[To do]
Rewrite the lines below as a numbered list, skipping blank lines and omitting the pictures.

Rows from an object pointing dataset
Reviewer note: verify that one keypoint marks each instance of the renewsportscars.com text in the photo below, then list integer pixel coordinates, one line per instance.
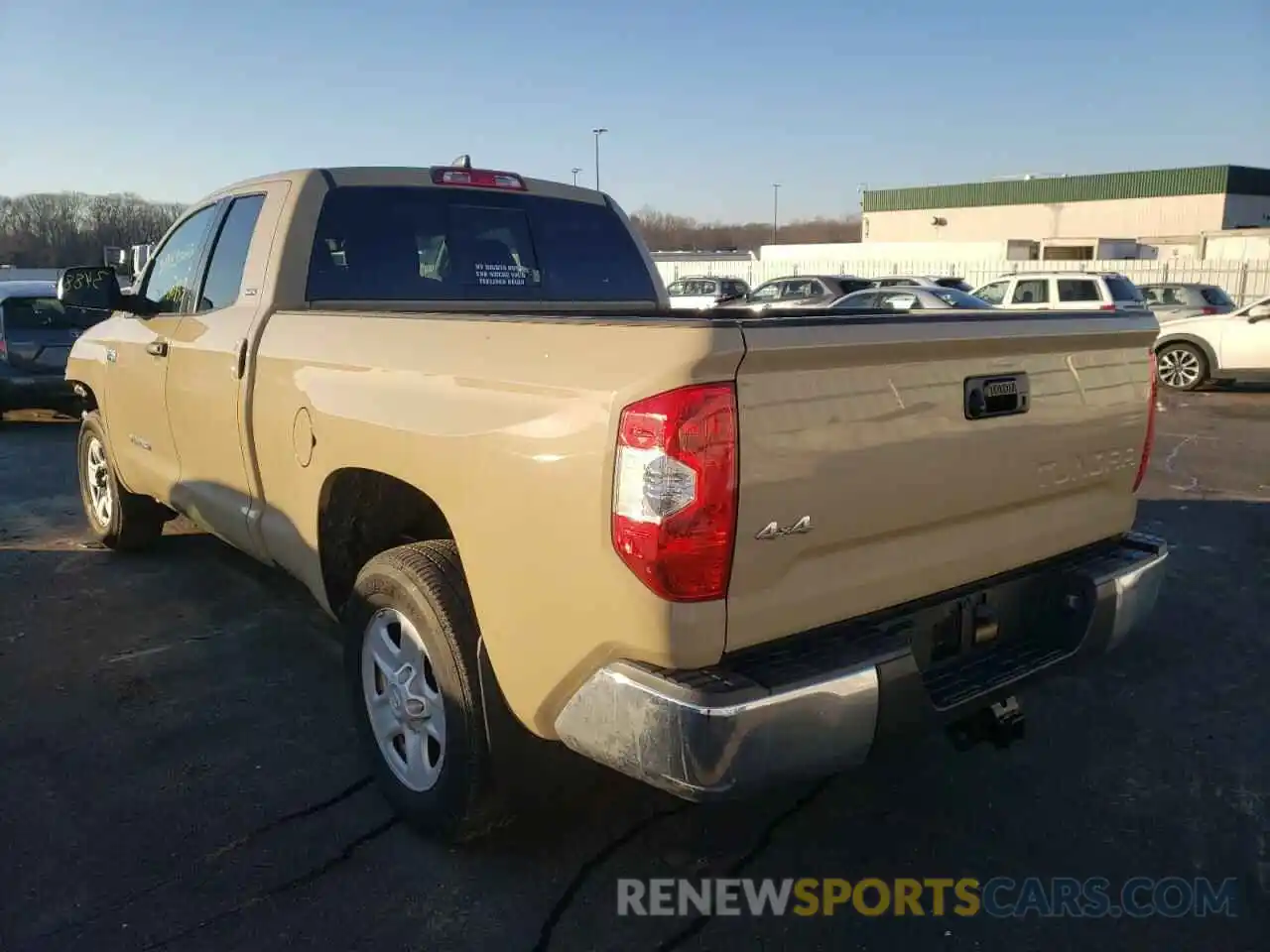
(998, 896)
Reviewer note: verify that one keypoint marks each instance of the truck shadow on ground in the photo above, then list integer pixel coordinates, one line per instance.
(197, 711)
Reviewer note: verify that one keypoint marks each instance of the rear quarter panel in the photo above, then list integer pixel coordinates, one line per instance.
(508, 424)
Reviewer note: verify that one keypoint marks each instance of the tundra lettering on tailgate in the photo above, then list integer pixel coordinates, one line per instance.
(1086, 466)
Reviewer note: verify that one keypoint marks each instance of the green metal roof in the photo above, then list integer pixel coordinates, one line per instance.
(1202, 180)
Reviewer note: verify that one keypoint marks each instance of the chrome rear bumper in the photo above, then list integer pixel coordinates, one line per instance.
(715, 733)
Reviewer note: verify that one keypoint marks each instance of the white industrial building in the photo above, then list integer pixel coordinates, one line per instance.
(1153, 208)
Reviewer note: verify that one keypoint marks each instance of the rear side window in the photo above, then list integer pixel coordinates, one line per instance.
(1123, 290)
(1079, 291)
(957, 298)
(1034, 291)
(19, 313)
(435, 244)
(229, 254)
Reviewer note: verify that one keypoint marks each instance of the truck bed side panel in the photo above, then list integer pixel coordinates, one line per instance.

[Exercise result]
1. Reviewer note: verify that one keypoint marks each instance of the renewsportscars.com text in the photo below, then list integer pixel coordinates, one line per instance.
2. (998, 896)
3. Reviewer note: verify that one keypoint marks each instance of the truck shadow on ground in the photo above, then list integer pixel coordinates, one line per instance.
4. (197, 711)
5. Reviewer note: verify that one keypoint marks each instance of the rear quarter panel in the photo above, then list integer pixel coordinates, one line per instance.
6. (508, 424)
7. Reviewer note: verify that one keypoint marks each instance of the tundra lettering on tailgate in the photo above, then list integer pixel coordinates, one line per instance.
8. (1086, 466)
9. Reviewer note: verify that one keypoint marks each instance of the green metal roof in the photo above, then list integer pixel coordinates, one line per instance.
10. (1202, 180)
11. Reviewer note: verify that one keypoint marks each instance of the chrome rear bumper in the photo above, then list integer pixel coordinates, one line per instance.
12. (715, 733)
13. Reviewer note: verify that one keypoint marks each instance of the white industrial building in the photo above, then list integer pixel coordinates, one line per instance.
14. (1153, 208)
15. Reviewer note: verify that one keypoint marks each instance of the rear side window in the photo above, then list integer pixel coordinates, one line per instance.
16. (1123, 290)
17. (1079, 291)
18. (957, 298)
19. (1034, 291)
20. (19, 313)
21. (435, 244)
22. (229, 254)
23. Reviewer note: verify that one keypoint marks each instance of the truck bed side panel in the photo above, then list integer pixel coordinates, one line per instance.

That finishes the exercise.